▶ GIVEN TASK
Update everything from the start of the items down to the line containing "x=463 y=263" by replacing "one marker" with "a single marker". Return those lines with nothing else changed.

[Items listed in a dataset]
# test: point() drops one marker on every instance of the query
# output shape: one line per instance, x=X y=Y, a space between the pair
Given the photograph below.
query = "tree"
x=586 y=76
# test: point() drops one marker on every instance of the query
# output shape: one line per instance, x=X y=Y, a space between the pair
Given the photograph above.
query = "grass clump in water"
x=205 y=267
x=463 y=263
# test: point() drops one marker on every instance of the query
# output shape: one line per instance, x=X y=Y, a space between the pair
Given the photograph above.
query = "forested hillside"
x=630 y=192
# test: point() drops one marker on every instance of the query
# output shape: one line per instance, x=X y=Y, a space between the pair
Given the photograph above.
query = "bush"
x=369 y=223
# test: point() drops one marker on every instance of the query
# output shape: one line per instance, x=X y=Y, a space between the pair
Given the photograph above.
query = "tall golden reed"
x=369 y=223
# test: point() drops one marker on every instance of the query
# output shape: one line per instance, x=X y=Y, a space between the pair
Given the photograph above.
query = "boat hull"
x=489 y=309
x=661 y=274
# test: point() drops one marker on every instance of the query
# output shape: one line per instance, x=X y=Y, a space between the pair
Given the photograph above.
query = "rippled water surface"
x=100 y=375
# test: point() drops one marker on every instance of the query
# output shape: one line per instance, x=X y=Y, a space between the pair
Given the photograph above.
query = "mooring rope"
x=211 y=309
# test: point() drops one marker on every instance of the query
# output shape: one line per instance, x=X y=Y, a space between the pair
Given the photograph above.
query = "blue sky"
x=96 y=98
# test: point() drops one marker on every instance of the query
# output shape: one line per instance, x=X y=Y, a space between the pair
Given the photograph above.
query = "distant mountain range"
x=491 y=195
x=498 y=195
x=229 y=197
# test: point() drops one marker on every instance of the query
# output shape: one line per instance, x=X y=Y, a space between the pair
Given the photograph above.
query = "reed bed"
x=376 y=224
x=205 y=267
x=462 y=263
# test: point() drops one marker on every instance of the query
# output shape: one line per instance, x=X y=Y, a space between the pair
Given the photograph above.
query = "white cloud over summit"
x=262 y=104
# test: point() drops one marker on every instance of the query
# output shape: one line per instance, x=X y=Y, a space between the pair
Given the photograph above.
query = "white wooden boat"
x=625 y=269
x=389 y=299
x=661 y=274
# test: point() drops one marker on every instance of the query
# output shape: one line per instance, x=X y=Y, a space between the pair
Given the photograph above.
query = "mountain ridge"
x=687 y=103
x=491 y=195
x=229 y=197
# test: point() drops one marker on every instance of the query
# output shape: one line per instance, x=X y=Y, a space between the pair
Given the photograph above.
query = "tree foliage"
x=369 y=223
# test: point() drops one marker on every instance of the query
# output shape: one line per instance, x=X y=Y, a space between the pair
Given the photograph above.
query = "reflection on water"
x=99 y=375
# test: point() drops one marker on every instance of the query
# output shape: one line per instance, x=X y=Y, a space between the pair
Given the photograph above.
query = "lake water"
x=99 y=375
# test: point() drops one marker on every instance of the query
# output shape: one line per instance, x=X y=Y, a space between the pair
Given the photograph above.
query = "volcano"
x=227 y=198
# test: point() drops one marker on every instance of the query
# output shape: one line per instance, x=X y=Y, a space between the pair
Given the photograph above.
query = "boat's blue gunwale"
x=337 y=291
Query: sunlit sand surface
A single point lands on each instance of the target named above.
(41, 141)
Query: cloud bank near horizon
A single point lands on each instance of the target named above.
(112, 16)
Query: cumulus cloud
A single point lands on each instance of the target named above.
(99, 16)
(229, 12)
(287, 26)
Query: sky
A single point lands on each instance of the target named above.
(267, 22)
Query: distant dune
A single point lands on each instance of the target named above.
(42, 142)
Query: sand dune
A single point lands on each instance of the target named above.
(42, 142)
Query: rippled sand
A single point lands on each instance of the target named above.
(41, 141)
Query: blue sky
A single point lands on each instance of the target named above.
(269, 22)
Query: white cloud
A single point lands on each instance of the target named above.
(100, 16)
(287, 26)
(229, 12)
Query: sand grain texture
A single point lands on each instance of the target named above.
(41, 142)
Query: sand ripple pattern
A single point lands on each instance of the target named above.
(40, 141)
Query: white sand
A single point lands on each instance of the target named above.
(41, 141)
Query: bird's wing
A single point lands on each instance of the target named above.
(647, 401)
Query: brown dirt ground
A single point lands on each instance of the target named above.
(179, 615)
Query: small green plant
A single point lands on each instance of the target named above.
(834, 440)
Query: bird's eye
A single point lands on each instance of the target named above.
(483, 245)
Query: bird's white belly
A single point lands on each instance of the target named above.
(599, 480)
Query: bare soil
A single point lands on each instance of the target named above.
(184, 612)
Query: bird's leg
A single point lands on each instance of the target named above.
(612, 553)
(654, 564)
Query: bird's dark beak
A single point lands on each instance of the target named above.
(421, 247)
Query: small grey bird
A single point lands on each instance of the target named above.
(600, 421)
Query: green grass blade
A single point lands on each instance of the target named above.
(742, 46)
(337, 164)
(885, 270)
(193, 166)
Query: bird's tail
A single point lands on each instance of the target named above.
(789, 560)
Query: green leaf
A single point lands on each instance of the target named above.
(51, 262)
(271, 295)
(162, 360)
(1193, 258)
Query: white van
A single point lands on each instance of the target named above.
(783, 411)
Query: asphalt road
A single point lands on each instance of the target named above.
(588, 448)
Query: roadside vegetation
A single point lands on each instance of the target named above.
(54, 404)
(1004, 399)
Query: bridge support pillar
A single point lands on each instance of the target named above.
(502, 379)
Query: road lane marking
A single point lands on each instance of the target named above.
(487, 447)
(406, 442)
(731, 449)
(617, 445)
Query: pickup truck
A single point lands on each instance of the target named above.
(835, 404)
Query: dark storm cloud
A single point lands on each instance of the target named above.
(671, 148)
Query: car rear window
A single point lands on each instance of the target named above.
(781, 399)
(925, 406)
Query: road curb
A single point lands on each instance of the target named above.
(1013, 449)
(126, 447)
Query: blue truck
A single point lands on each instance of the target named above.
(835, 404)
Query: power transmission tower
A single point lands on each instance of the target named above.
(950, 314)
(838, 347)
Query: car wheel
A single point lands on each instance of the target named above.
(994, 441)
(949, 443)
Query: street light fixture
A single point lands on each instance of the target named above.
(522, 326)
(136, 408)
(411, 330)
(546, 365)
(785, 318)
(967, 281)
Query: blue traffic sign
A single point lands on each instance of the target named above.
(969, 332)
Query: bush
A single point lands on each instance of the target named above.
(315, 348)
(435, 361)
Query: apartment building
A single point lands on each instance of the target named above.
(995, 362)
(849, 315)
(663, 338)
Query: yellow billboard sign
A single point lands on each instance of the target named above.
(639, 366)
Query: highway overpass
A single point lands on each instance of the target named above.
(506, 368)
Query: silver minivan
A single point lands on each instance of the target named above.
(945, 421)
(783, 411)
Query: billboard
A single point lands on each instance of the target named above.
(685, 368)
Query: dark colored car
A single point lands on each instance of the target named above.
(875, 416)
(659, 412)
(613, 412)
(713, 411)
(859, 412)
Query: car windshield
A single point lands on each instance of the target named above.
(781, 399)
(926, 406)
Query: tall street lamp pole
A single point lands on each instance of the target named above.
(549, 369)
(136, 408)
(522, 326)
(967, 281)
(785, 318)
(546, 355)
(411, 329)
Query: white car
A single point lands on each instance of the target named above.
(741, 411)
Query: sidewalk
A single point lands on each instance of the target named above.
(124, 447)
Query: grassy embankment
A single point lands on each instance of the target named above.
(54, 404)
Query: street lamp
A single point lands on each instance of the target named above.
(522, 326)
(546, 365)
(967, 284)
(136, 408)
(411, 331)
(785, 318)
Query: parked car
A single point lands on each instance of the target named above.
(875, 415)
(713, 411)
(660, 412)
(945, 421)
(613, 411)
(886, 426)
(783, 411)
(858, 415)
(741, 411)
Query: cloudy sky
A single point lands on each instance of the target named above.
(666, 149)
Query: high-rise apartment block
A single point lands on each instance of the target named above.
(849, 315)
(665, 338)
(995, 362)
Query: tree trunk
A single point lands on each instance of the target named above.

▶ TASK SOLUTION
# test: point() drops a single marker on every instance of the query
# output shape: one line per instance, x=X y=Y, a space between the pair
Given the photograph below.
query = "tree"
x=586 y=76
# test: point() drops a single marker on every instance of the query
# output shape: one line per instance, x=X y=Y, a space between the pair
Given the photograph above.
query = "grass clump in water"
x=205 y=267
x=463 y=263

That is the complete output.